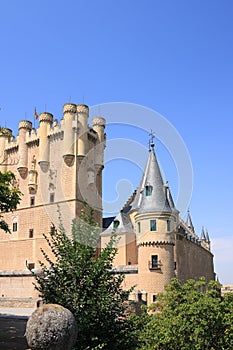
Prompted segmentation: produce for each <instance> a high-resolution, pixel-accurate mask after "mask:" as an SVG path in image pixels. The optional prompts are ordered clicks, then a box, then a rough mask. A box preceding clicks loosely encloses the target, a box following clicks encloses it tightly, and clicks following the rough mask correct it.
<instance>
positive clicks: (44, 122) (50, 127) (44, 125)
mask: <svg viewBox="0 0 233 350" xmlns="http://www.w3.org/2000/svg"><path fill="white" fill-rule="evenodd" d="M52 122H53V115H52V114H51V113H47V112H44V113H41V114H40V127H39V138H40V146H39V160H38V163H39V165H40V167H41V168H42V169H44V170H46V169H47V167H48V165H49V156H50V146H49V138H48V135H49V131H50V128H51V125H52Z"/></svg>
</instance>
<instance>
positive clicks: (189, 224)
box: [186, 210, 195, 232]
mask: <svg viewBox="0 0 233 350" xmlns="http://www.w3.org/2000/svg"><path fill="white" fill-rule="evenodd" d="M186 224H187V226H188V227H189V228H191V230H192V231H193V232H195V230H194V226H193V223H192V219H191V215H190V211H189V210H188V215H187V220H186Z"/></svg>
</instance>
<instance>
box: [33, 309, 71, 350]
mask: <svg viewBox="0 0 233 350" xmlns="http://www.w3.org/2000/svg"><path fill="white" fill-rule="evenodd" d="M26 338H27V342H28V345H29V347H30V348H31V350H42V349H43V350H65V349H66V350H70V349H71V348H72V346H73V345H74V344H75V342H76V339H77V324H76V321H75V318H74V315H73V314H72V313H71V312H70V311H69V310H68V309H65V308H64V307H63V306H61V305H56V304H45V305H42V306H40V307H39V308H38V309H36V310H35V311H34V312H33V314H32V315H31V317H30V318H29V320H28V322H27V326H26Z"/></svg>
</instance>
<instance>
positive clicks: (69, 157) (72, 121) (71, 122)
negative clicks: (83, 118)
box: [63, 103, 77, 164]
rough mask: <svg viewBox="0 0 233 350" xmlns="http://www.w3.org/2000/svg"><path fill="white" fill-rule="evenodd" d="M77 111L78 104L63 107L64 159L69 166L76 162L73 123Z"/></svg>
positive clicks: (69, 104)
mask: <svg viewBox="0 0 233 350" xmlns="http://www.w3.org/2000/svg"><path fill="white" fill-rule="evenodd" d="M76 111H77V106H76V104H73V103H66V104H65V105H64V106H63V116H64V144H63V148H64V154H63V158H64V161H65V162H66V163H67V164H72V162H73V160H74V142H75V140H74V130H73V122H74V118H75V114H76Z"/></svg>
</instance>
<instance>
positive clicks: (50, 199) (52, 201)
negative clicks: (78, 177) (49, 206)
mask: <svg viewBox="0 0 233 350" xmlns="http://www.w3.org/2000/svg"><path fill="white" fill-rule="evenodd" d="M49 200H50V203H54V192H52V193H50V199H49Z"/></svg>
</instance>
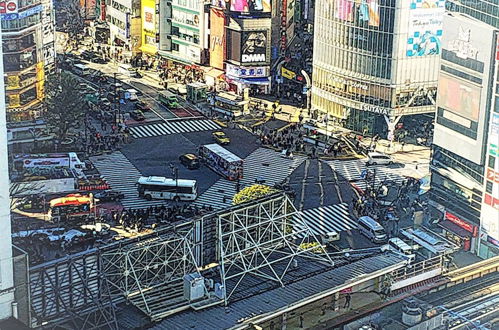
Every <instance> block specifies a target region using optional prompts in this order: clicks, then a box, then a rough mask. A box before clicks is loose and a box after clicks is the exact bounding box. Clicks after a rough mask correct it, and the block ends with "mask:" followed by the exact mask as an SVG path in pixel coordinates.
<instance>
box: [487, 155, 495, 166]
mask: <svg viewBox="0 0 499 330" xmlns="http://www.w3.org/2000/svg"><path fill="white" fill-rule="evenodd" d="M487 166H488V167H489V168H491V169H495V168H496V158H495V157H494V156H489V163H488V165H487Z"/></svg>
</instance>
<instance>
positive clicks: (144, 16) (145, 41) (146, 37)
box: [142, 0, 157, 53]
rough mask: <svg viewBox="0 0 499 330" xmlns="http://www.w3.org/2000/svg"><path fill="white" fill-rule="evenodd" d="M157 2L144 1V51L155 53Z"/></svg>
mask: <svg viewBox="0 0 499 330" xmlns="http://www.w3.org/2000/svg"><path fill="white" fill-rule="evenodd" d="M155 7H156V1H154V0H143V1H142V49H143V50H145V51H147V52H150V53H155V52H156V51H157V48H156V9H155Z"/></svg>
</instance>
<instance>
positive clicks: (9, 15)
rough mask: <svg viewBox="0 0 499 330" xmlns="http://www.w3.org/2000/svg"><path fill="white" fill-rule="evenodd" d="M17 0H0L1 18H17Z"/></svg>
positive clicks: (18, 6)
mask: <svg viewBox="0 0 499 330" xmlns="http://www.w3.org/2000/svg"><path fill="white" fill-rule="evenodd" d="M18 11H19V3H18V0H7V1H0V15H1V18H2V20H6V21H8V20H13V19H17V18H19V15H18Z"/></svg>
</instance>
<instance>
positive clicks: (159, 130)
mask: <svg viewBox="0 0 499 330" xmlns="http://www.w3.org/2000/svg"><path fill="white" fill-rule="evenodd" d="M217 129H220V126H219V125H218V124H217V123H215V122H214V121H212V120H209V119H193V120H187V119H186V120H172V121H167V122H163V123H158V124H150V125H142V126H135V127H130V132H131V133H132V136H133V137H134V138H144V137H151V136H161V135H170V134H179V133H189V132H200V131H213V130H217Z"/></svg>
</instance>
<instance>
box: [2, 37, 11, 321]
mask: <svg viewBox="0 0 499 330" xmlns="http://www.w3.org/2000/svg"><path fill="white" fill-rule="evenodd" d="M0 37H1V30H0ZM0 39H1V38H0ZM0 54H3V51H2V46H1V45H0ZM1 58H3V56H2V57H0V59H1ZM0 74H1V76H2V77H3V60H0ZM5 116H6V113H5V85H4V80H3V79H0V242H1V243H0V320H2V319H5V318H8V317H10V316H11V315H12V306H11V305H12V302H13V301H14V291H13V290H10V289H12V288H13V286H14V279H13V268H12V241H11V239H12V238H11V228H10V202H9V166H8V159H7V123H6V117H5Z"/></svg>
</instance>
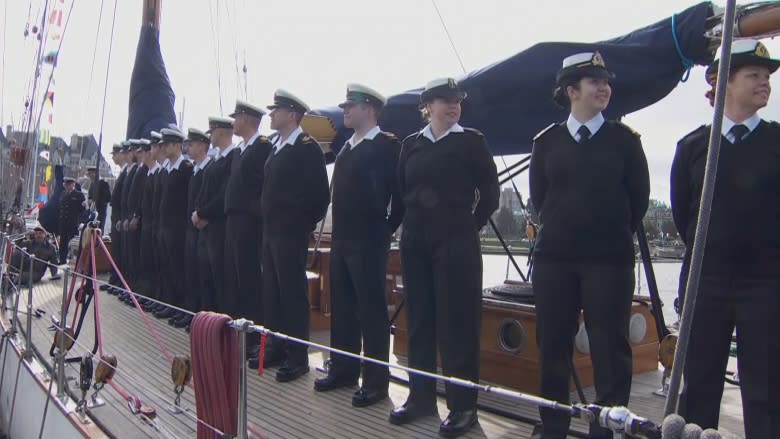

Problem to solve —
Pick out every line in the records above that contains the word "prompts", and copy each one in full.

Response for this exercise —
Prompted segmentation: produce for each <instance> a high-resolution, pixel-accurate mask after "mask:" as an SVG path in image pixels. The optional prompts are ordered clicks, then a box, then a rough mask. A box preceding clicks loosely encloses the target, a box following clicks encloses it tightly, and clicks following the rough mask correct it.
Every <instance> block specifies a target region using optional prompts in this order: clicks, then a box, then a rough mask. A box before clicks is loose and a box after clicks is the exact bounding box. Clicks after a rough mask correct it, and the block ends with "mask:" followed by the exact mask as an SVG path in pixel coordinates.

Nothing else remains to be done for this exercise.